**Your instructions**: Please report each line in the entries below that contains the word "crowd", copying every such line in full.

BEGIN Exercise inputs

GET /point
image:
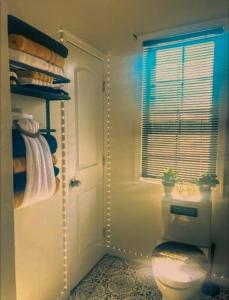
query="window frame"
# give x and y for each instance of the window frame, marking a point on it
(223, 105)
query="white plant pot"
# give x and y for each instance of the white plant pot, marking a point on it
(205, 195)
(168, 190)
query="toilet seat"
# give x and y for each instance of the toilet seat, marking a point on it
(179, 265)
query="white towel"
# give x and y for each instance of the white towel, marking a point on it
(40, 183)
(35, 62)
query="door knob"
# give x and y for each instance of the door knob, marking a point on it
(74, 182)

END Exercise inputs
BEGIN Exercise inputs

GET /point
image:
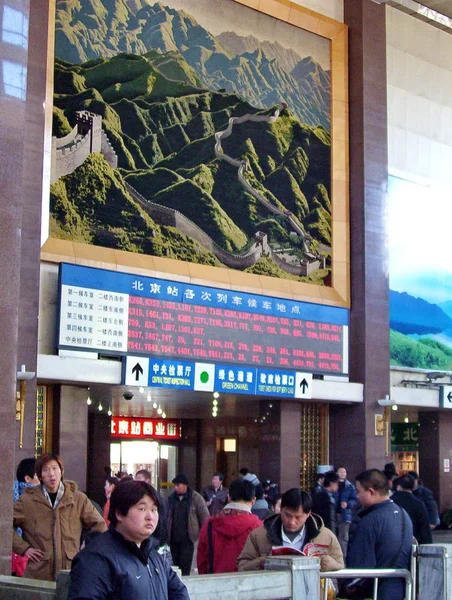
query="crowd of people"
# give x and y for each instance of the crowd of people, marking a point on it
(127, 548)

END Exercise inputs

**Solution to this problem**:
query="crowd of people"
# give x and y for each instance of the crowd of people, marking a point on it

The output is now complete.